Segment Start: Source passage
I missed a lot more because I was caught without a pen. I should’ve grabbed the one I saw on the floor outside the auditorium but I was unfortunately too concerned with taking a head count on the disappointingly thin ranks of leather daddies in the will hold line.

The Lazy Way Out

Posted by Eric on January 3rd, 2007

All that said, I do feel a little bit of withdrawal from not making year-end lists and ruthlessly reducing cinema into narrow-cubicle categories, so — in lieu of attempting to find enough movie moments out of time from the three dozen new movies I’ve seen this year (which I may do after my Netflix binge) — here are some snappy answers to stupid questions from a film discussion board.

Best Title: Unaccompanied Minors

Best Trailer: Little Children // Black Snake Moan

Worst Trailer: Miss Potter

Best Shot: auto-fellatio guy in his own mouth, Shortbus

Best Action Sequence: I didn’t even like the movie, but the chase scene in L’Enfant was pretty good

Best Fight: what everyone said (hint, nude wrestling)

Best Use of a Song: “Back In The Day (Puff),” Dave Chapelle’s Block Party

Best Sex Scene: see Best Fight

Best Nudity: dumpy girls, Hostel

Best Location: the block, Dave Chapelle’s Block Party

Best Villain: New Times

Best Death: my will to see new movies

Funniest Line: Volver’s Penelope Cruz passing off her murder cover-up blood by calling it her lady problems, or her monthly visitor, or whatever the translator called it

Most Cringe-Inducing Delivery of a Line: “She looks like that dead girl,” The Black Dahlia

Best Child Performance: Dakota Fanning in perpetuity

Most Badass Motherfucker: the cinematographer who shot that eye removal, Hostel

Best Casting: Shortbus (the couch, I mean)

Best Performance in a Bad Movie: Sam Elliot, Thank You For Smoking

Worst Performance in Good Movie: Jamie Foxx, Miami Vice

Worst Performance Overall: Scarlett Johansson, A Good Woman

Most Pretentious: The Ister

Most Annoying Disappointment: L’Enfant

Most Underrated: I mean, yeah, only Marker fanboys like me could possibly have any use for The Case of the Grinning Cat, but c’mon…

Biggest Hottie (Male): Gael García Bernal, The Science of Sleep (this, by the way, is the first time I’ve found him incredibly attractive)

Biggest Hottie (Female): Erykah Badu, Dave Chapelle’s Block Party

Best Cameo: John Lithgow’s hair, Dreamgirls

Best Twist: Jamie Foxx learns the hard way that Jennifer Hudson is telling him, Dreamgirls

Best MacGuffin: New York’s mayor of AIDS, Shortbus

Best Inanimate Object: Strawberry sauce, Flags of Our Fathers

Best Use of Silence: the moments when audiences weren’t clapping for Dreamgirls

Didn’t See It, and It Kills Me: Army of Shadows

Best DVD Release: Vice Squad

Fell Asleep During: 2006

Walked Out Of: my blog

Most likely to be considered a masterpiece in thirty years: Dreamgirls in the same sense that I would’ve chosen Crash last year, because middlebrow always rises to the top

Best Ending: this gay episode of MTV’s “Parental Control” when the plain-looking, self-appointed princess-boy chose a studly military dude over his crass but extremely-hot-in-a-straight-way boyfriend and the military dude is all “I’m glad you picked me, but your ex-boyfriend is hawt” and the two of them make out in front of the poor princess and his parents … cold as ice!
Segment End: Source passage
Segment Start: Data records
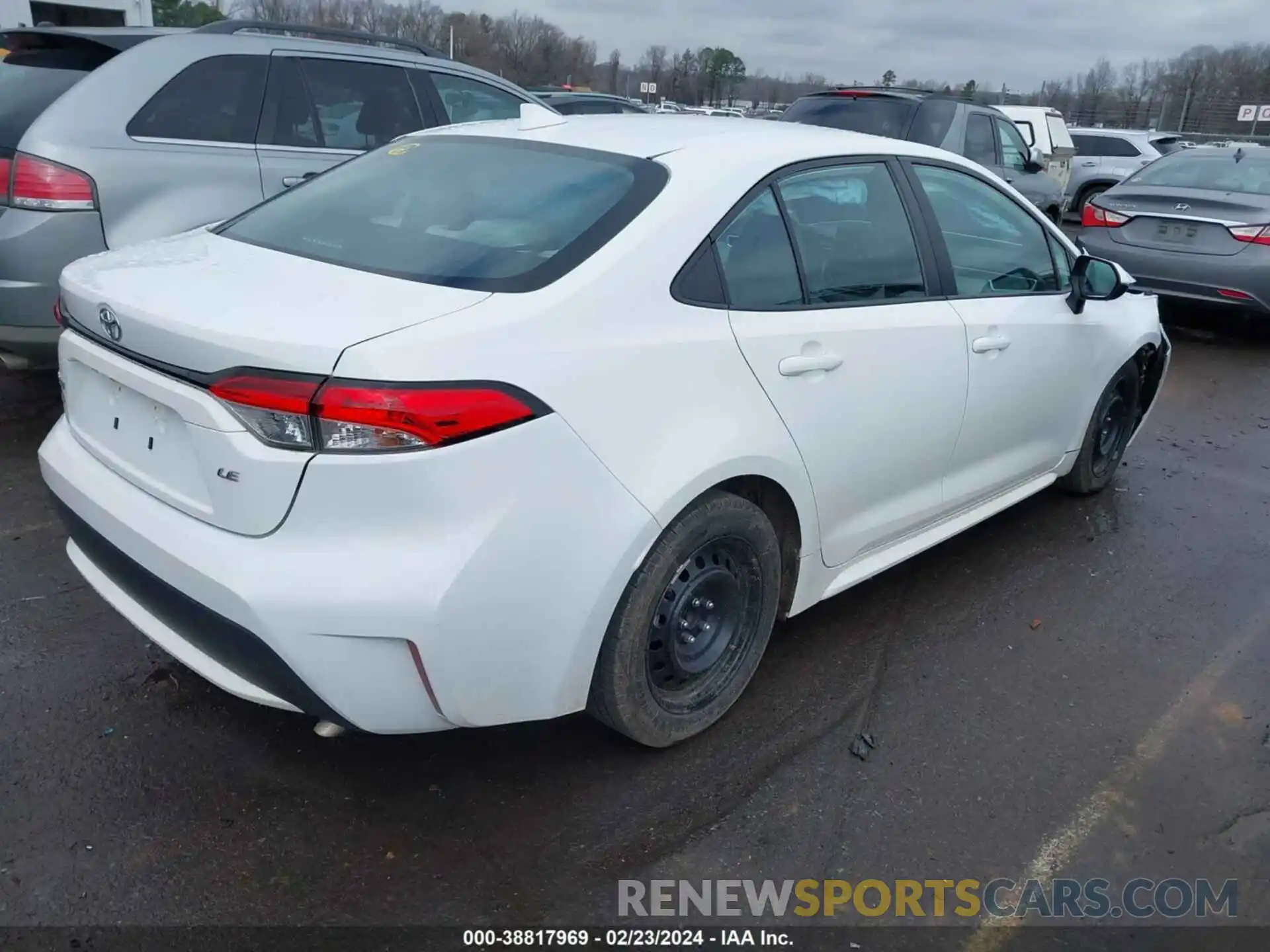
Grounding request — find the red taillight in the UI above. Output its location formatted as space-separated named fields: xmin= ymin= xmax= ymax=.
xmin=9 ymin=152 xmax=97 ymax=212
xmin=1230 ymin=225 xmax=1270 ymax=245
xmin=210 ymin=373 xmax=321 ymax=450
xmin=314 ymin=381 xmax=533 ymax=452
xmin=210 ymin=373 xmax=537 ymax=453
xmin=1081 ymin=202 xmax=1129 ymax=229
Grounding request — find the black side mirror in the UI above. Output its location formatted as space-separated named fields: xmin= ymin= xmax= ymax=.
xmin=1067 ymin=254 xmax=1133 ymax=313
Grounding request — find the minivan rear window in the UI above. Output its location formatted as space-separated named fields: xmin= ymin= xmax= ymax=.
xmin=214 ymin=135 xmax=667 ymax=292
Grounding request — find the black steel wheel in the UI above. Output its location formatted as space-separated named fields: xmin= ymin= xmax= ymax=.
xmin=588 ymin=491 xmax=781 ymax=746
xmin=1058 ymin=360 xmax=1142 ymax=495
xmin=646 ymin=537 xmax=762 ymax=713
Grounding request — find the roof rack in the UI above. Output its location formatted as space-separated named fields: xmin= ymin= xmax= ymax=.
xmin=826 ymin=84 xmax=946 ymax=97
xmin=190 ymin=20 xmax=450 ymax=60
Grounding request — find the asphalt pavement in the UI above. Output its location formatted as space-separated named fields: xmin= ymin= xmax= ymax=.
xmin=0 ymin=307 xmax=1270 ymax=948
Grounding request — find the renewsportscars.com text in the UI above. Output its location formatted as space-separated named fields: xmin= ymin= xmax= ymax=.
xmin=617 ymin=879 xmax=1240 ymax=919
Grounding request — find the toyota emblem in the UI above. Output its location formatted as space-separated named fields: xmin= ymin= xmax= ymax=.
xmin=97 ymin=305 xmax=123 ymax=341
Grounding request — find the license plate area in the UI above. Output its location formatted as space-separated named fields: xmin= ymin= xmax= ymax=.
xmin=1156 ymin=221 xmax=1199 ymax=245
xmin=62 ymin=360 xmax=212 ymax=513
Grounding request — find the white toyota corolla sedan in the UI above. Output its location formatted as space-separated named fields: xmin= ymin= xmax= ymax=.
xmin=40 ymin=106 xmax=1168 ymax=746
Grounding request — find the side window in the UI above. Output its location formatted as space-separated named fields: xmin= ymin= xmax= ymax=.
xmin=259 ymin=56 xmax=321 ymax=149
xmin=914 ymin=165 xmax=1059 ymax=297
xmin=432 ymin=72 xmax=525 ymax=122
xmin=1072 ymin=134 xmax=1105 ymax=159
xmin=777 ymin=163 xmax=926 ymax=305
xmin=997 ymin=119 xmax=1027 ymax=171
xmin=127 ymin=56 xmax=269 ymax=143
xmin=1045 ymin=233 xmax=1072 ymax=291
xmin=715 ymin=188 xmax=802 ymax=311
xmin=965 ymin=113 xmax=997 ymax=165
xmin=1103 ymin=136 xmax=1142 ymax=159
xmin=302 ymin=60 xmax=423 ymax=151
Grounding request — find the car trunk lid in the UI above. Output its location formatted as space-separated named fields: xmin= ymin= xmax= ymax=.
xmin=1096 ymin=185 xmax=1270 ymax=255
xmin=60 ymin=231 xmax=489 ymax=536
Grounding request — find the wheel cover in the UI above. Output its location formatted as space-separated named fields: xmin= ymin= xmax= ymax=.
xmin=1091 ymin=379 xmax=1133 ymax=479
xmin=645 ymin=537 xmax=762 ymax=713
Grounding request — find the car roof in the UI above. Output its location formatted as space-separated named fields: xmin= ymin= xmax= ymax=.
xmin=404 ymin=109 xmax=969 ymax=169
xmin=530 ymin=89 xmax=631 ymax=105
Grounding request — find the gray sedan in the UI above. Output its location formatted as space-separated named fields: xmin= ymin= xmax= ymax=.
xmin=1081 ymin=146 xmax=1270 ymax=315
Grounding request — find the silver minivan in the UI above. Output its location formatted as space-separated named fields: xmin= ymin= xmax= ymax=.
xmin=0 ymin=20 xmax=534 ymax=368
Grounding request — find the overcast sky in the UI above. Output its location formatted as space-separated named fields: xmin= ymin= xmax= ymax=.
xmin=470 ymin=0 xmax=1270 ymax=90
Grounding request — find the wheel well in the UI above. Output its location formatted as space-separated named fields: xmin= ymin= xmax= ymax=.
xmin=1133 ymin=344 xmax=1167 ymax=430
xmin=715 ymin=476 xmax=802 ymax=618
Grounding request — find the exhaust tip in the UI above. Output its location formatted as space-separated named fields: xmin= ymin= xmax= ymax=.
xmin=0 ymin=350 xmax=30 ymax=371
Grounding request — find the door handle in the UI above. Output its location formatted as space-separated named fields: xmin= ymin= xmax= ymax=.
xmin=970 ymin=334 xmax=1009 ymax=354
xmin=777 ymin=354 xmax=842 ymax=377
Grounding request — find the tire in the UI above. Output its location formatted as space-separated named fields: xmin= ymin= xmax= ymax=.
xmin=587 ymin=490 xmax=781 ymax=748
xmin=1058 ymin=360 xmax=1142 ymax=496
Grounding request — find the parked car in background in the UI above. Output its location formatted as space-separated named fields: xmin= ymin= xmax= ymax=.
xmin=1066 ymin=128 xmax=1183 ymax=217
xmin=1081 ymin=146 xmax=1270 ymax=317
xmin=0 ymin=20 xmax=532 ymax=367
xmin=780 ymin=87 xmax=1063 ymax=222
xmin=997 ymin=105 xmax=1076 ymax=189
xmin=40 ymin=113 xmax=1168 ymax=746
xmin=537 ymin=91 xmax=649 ymax=116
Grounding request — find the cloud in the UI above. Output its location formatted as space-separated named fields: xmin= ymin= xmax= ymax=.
xmin=474 ymin=0 xmax=1266 ymax=90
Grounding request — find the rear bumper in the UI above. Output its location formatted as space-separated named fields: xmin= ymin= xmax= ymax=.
xmin=1081 ymin=229 xmax=1270 ymax=312
xmin=40 ymin=406 xmax=658 ymax=734
xmin=0 ymin=208 xmax=106 ymax=366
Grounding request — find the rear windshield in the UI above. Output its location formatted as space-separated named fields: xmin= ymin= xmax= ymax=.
xmin=781 ymin=95 xmax=917 ymax=138
xmin=216 ymin=135 xmax=667 ymax=292
xmin=0 ymin=61 xmax=87 ymax=149
xmin=1129 ymin=146 xmax=1270 ymax=196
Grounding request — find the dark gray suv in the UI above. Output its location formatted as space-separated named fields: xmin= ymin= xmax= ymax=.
xmin=780 ymin=87 xmax=1063 ymax=223
xmin=0 ymin=20 xmax=536 ymax=367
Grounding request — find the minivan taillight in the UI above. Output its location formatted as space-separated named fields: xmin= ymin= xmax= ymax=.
xmin=210 ymin=373 xmax=544 ymax=453
xmin=1081 ymin=202 xmax=1129 ymax=229
xmin=9 ymin=152 xmax=97 ymax=212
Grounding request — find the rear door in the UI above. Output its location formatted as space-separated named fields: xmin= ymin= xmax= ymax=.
xmin=715 ymin=157 xmax=966 ymax=566
xmin=908 ymin=161 xmax=1105 ymax=508
xmin=255 ymin=51 xmax=436 ymax=198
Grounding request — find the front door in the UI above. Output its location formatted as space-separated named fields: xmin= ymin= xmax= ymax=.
xmin=908 ymin=163 xmax=1100 ymax=508
xmin=257 ymin=52 xmax=431 ymax=198
xmin=716 ymin=159 xmax=966 ymax=566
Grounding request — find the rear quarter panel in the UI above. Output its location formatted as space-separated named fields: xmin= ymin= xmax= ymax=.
xmin=21 ymin=36 xmax=267 ymax=247
xmin=335 ymin=156 xmax=819 ymax=563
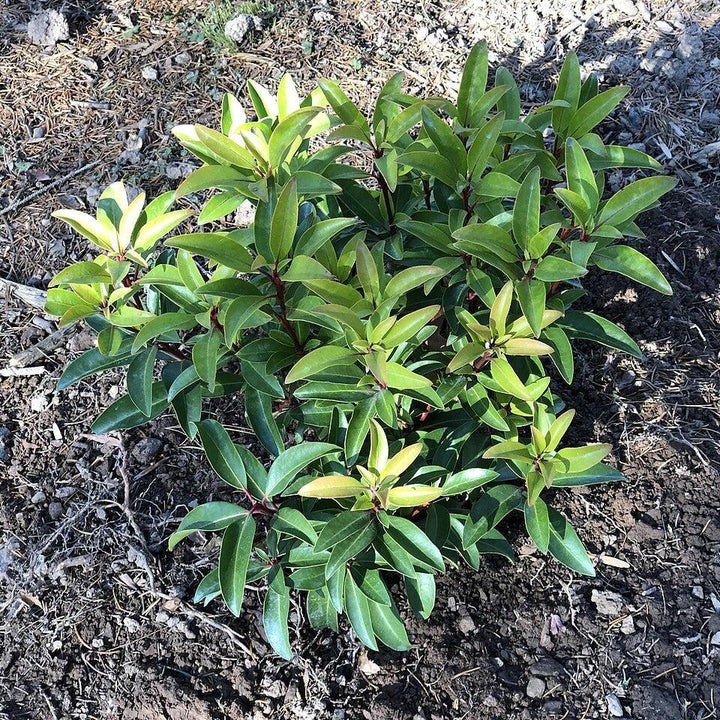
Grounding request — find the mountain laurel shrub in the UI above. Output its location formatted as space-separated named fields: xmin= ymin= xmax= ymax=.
xmin=47 ymin=43 xmax=675 ymax=658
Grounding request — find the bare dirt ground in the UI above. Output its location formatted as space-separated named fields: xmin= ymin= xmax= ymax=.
xmin=0 ymin=0 xmax=720 ymax=720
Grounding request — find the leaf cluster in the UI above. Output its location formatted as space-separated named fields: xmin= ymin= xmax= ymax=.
xmin=47 ymin=43 xmax=674 ymax=657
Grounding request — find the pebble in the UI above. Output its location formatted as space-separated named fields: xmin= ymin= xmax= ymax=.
xmin=605 ymin=693 xmax=625 ymax=717
xmin=528 ymin=657 xmax=565 ymax=677
xmin=132 ymin=438 xmax=163 ymax=464
xmin=458 ymin=615 xmax=475 ymax=635
xmin=225 ymin=14 xmax=262 ymax=44
xmin=525 ymin=677 xmax=545 ymax=698
xmin=27 ymin=10 xmax=70 ymax=47
xmin=590 ymin=590 xmax=623 ymax=617
xmin=0 ymin=425 xmax=12 ymax=462
xmin=613 ymin=0 xmax=638 ymax=17
xmin=620 ymin=615 xmax=635 ymax=635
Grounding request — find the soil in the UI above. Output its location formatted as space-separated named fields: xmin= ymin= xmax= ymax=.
xmin=0 ymin=0 xmax=720 ymax=720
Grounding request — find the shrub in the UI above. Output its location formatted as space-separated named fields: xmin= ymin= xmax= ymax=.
xmin=47 ymin=44 xmax=674 ymax=657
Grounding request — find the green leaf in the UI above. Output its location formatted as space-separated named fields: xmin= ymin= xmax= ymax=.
xmin=270 ymin=177 xmax=298 ymax=263
xmin=568 ymin=85 xmax=630 ymax=138
xmin=552 ymin=52 xmax=580 ymax=136
xmin=133 ymin=312 xmax=197 ymax=351
xmin=263 ymin=586 xmax=293 ymax=660
xmin=383 ymin=265 xmax=447 ymax=300
xmin=592 ymin=245 xmax=672 ymax=295
xmin=265 ymin=442 xmax=340 ymax=497
xmin=564 ymin=310 xmax=643 ymax=359
xmin=268 ymin=107 xmax=322 ymax=170
xmin=56 ymin=340 xmax=132 ymax=391
xmin=548 ymin=507 xmax=595 ymax=577
xmin=490 ymin=357 xmax=533 ymax=402
xmin=468 ymin=112 xmax=505 ymax=179
xmin=555 ymin=443 xmax=612 ymax=473
xmin=523 ymin=498 xmax=550 ymax=553
xmin=345 ymin=395 xmax=375 ymax=467
xmin=272 ymin=505 xmax=318 ymax=545
xmin=345 ymin=573 xmax=377 ymax=650
xmin=387 ymin=515 xmax=445 ymax=572
xmin=285 ymin=345 xmax=358 ymax=384
xmin=535 ymin=255 xmax=587 ymax=282
xmin=324 ymin=523 xmax=377 ymax=580
xmin=315 ymin=510 xmax=373 ymax=552
xmin=515 ymin=279 xmax=546 ymax=337
xmin=50 ymin=261 xmax=112 ymax=287
xmin=192 ymin=330 xmax=222 ymax=392
xmin=294 ymin=218 xmax=358 ymax=257
xmin=245 ymin=387 xmax=284 ymax=457
xmin=165 ymin=233 xmax=252 ymax=272
xmin=397 ymin=150 xmax=460 ymax=188
xmin=462 ymin=485 xmax=522 ymax=548
xmin=512 ymin=167 xmax=540 ymax=249
xmin=457 ymin=40 xmax=488 ymax=126
xmin=404 ymin=572 xmax=435 ymax=620
xmin=127 ymin=345 xmax=157 ymax=417
xmin=90 ymin=382 xmax=170 ymax=435
xmin=442 ymin=468 xmax=498 ymax=496
xmin=386 ymin=362 xmax=432 ymax=390
xmin=368 ymin=600 xmax=412 ymax=652
xmin=168 ymin=502 xmax=248 ymax=550
xmin=197 ymin=419 xmax=247 ymax=490
xmin=597 ymin=175 xmax=677 ymax=227
xmin=543 ymin=327 xmax=575 ymax=385
xmin=565 ymin=138 xmax=599 ymax=214
xmin=306 ymin=589 xmax=338 ymax=632
xmin=218 ymin=514 xmax=255 ymax=617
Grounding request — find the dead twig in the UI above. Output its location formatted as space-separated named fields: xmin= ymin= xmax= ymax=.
xmin=0 ymin=158 xmax=103 ymax=219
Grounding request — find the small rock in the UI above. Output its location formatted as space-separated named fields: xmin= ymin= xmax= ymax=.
xmin=28 ymin=10 xmax=70 ymax=47
xmin=0 ymin=425 xmax=12 ymax=462
xmin=30 ymin=395 xmax=48 ymax=412
xmin=458 ymin=615 xmax=475 ymax=635
xmin=225 ymin=14 xmax=262 ymax=44
xmin=605 ymin=693 xmax=625 ymax=717
xmin=360 ymin=658 xmax=382 ymax=675
xmin=132 ymin=438 xmax=163 ymax=464
xmin=590 ymin=590 xmax=623 ymax=617
xmin=613 ymin=0 xmax=638 ymax=17
xmin=235 ymin=200 xmax=255 ymax=227
xmin=528 ymin=657 xmax=565 ymax=677
xmin=123 ymin=615 xmax=140 ymax=633
xmin=525 ymin=677 xmax=545 ymax=698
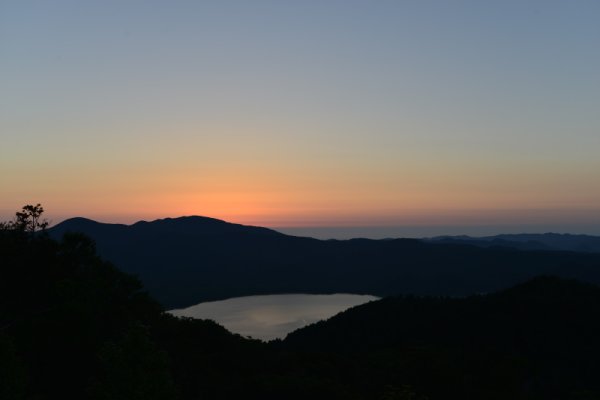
Segment End: Data records
### Study questions
A – In the film awards post, edit the part that opens with the words containing "Best Ending: this" and closes with "cold as ice!", replacing "military dude" with "soldier".
B – According to the film awards post, which title receives the Best DVD Release designation?
C – State whether each of the following statements agrees with the film awards post, and support each answer with the deciding words quoted from it: (i) Jamie Foxx is named for the worst performance in a good movie, for Miami Vice. (ii) The author saw Army of Shadows. (iii) Little Children is chosen as Best Title.
The rows were taken from a separate source.

### Task-by-task solutions
A –
Best Ending: this gay episode of MTV’s “Parental Control” when the plain-looking, self-appointed princess-boy chose a studly soldier over his crass but extremely-hot-in-a-straight-way boyfriend and the soldier is all “I’m glad you picked me, but your ex-boyfriend is hawt” and the two of them make out in front of the poor princess and his parents … cold as ice!

B – Vice Squad

C –
(i) Yes: "Worst Performance in Good Movie: Jamie Foxx, Miami Vice"
(ii) No: "Didn’t See It, and It Kills Me: Army of Shadows"
(iii) No: "Best Title: Unaccompanied Minors"